§ Quoted text
The idea that our society is classless is absurd—but it is a useful absurdity; it allows people to pretend that economic inequality has no real victims, because... after all, we are all middle class, right? The entire middle class is generally defined as being about half of all Americans. That middle class shares a one-fifth of the nation's wealth with all of the lower class and with what we call the upper middle class. Think about what that means. Think about the social and economic inequality implicit in the fact that four fifths of the population—everyone from the upper middle class down, shares a fifth—a shrinking fifth, too—of the nation's wealth.

Classism is the first monstrous child of the sin of othering people, of affirming that some group is less than truly, equally human. Once you subscribe to that seductive notion... it seems to me that classism is an inevitable result. Having defined our own group as the standard of what being human really means, then other lesser groups are—almost must be—subhuman. They don't reach the standard, they don't make the mark. That thinking seems to mandate some form of classism, and it allows for all kinds of other -isms; racism, sexism, and heterosexism.

In order to deal effectively with classism we need to deal with racism and sexism. And in order to deal effectively with racism or sexism, we need to deal with class.

Bill Fletcher, president of TransAfrica and a former union leader, has written, "Class is the fault-line of US society, and race is the trip wire."

Rev. Bill Sinkford, the president of our Unitarian Universalist Association, has observed “For persons of color, class always needs to be seen in the context of race . . . . (and) race needs always to be viewed through the lens of class.”

Classism violates the ideals of America, where we affirm that every human being is created equal, that no one is entitled to a life of ease, comfort, privilege and power because of their birth. That violates our principles. It violates our affirmation that every person is someone of worth and dignity. It violates our affirmation of justice, equity and compassion in human relations. It mocks the goal of world community with peace, liberty and justice for all.

§ Stored dataset items
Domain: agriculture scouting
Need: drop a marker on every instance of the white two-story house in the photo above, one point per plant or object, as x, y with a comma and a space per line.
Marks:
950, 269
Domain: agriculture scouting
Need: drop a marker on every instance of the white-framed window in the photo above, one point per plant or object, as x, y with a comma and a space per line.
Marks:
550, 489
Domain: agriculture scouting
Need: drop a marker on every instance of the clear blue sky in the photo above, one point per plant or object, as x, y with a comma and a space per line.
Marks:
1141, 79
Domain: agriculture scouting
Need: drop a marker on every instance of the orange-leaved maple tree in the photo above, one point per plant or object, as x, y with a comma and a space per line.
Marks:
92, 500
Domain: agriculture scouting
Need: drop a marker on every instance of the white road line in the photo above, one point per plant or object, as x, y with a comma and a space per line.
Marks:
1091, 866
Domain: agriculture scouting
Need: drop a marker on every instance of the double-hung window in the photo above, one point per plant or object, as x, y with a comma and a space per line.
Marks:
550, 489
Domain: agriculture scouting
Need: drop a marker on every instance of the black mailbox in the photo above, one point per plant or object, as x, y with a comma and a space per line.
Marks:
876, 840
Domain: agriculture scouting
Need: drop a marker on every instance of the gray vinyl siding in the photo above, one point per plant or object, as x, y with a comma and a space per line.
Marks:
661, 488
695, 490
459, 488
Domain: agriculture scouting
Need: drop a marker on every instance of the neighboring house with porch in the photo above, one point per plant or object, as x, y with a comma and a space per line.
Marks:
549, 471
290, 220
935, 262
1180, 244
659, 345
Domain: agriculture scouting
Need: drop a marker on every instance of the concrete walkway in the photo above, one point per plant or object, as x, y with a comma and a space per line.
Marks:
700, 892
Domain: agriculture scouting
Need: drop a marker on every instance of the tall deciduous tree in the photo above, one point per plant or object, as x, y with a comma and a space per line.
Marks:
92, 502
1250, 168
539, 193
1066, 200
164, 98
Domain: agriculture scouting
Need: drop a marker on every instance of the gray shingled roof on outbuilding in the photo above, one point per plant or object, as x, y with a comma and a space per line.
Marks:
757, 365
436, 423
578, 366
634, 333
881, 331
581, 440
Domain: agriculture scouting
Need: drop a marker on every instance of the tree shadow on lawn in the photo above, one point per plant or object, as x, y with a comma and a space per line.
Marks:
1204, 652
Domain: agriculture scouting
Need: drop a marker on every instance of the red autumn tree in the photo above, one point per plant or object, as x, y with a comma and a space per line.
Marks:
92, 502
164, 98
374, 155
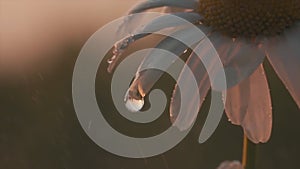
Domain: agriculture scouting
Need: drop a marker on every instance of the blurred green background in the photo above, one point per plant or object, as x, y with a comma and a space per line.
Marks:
39, 44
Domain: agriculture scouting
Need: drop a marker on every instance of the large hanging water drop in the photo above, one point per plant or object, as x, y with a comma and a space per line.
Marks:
133, 103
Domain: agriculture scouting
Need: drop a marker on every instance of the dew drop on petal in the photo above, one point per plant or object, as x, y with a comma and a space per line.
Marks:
133, 104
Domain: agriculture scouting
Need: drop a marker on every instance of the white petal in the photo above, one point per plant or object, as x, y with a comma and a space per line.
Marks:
150, 4
165, 21
230, 165
284, 55
239, 57
133, 21
186, 120
249, 104
146, 76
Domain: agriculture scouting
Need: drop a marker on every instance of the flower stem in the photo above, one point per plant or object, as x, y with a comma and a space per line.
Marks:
248, 158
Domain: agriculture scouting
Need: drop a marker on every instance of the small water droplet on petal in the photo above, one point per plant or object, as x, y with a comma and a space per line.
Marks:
133, 104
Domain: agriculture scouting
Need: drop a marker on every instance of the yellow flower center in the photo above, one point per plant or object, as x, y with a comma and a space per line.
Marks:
250, 18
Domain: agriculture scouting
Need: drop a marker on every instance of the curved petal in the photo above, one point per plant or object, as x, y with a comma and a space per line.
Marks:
133, 21
150, 4
230, 165
240, 57
165, 21
201, 76
283, 52
249, 104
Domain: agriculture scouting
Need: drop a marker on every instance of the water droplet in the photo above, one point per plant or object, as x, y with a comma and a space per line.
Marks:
133, 104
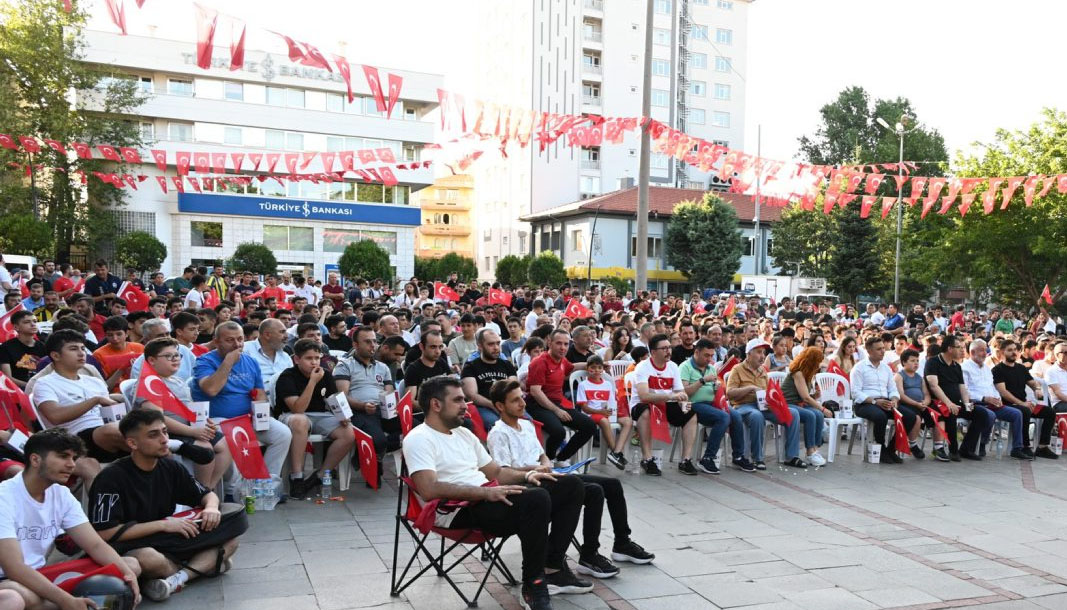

§ Problem set
1. According to the classism passage, why is the idea of a classless society a useful absurdity?
2. Which organization does Bill Fletcher lead, according to the classism passage?
3. Substitute "betrays" for "violates" in the classism passage, covering everything from "Rev. Bill Sinkford, the" down to "justice for all.".

§ Answers given
1. The idea lets people pretend that economic inequality has no real victims, because everyone supposedly belongs to the middle class.

2. He is president of TransAfrica.

3.
Rev. Bill Sinkford, the president of our Unitarian Universalist Association, has observed “For persons of color, class always needs to be seen in the context of race . . . . (and) race needs always to be viewed through the lens of class.”

Classism betrays the ideals of America, where we affirm that every human being is created equal, that no one is entitled to a life of ease, comfort, privilege and power because of their birth. That betrays our principles. It betrays our affirmation that every person is someone of worth and dignity. It betrays our affirmation of justice, equity and compassion in human relations. It mocks the goal of world community with peace, liberty and justice for all.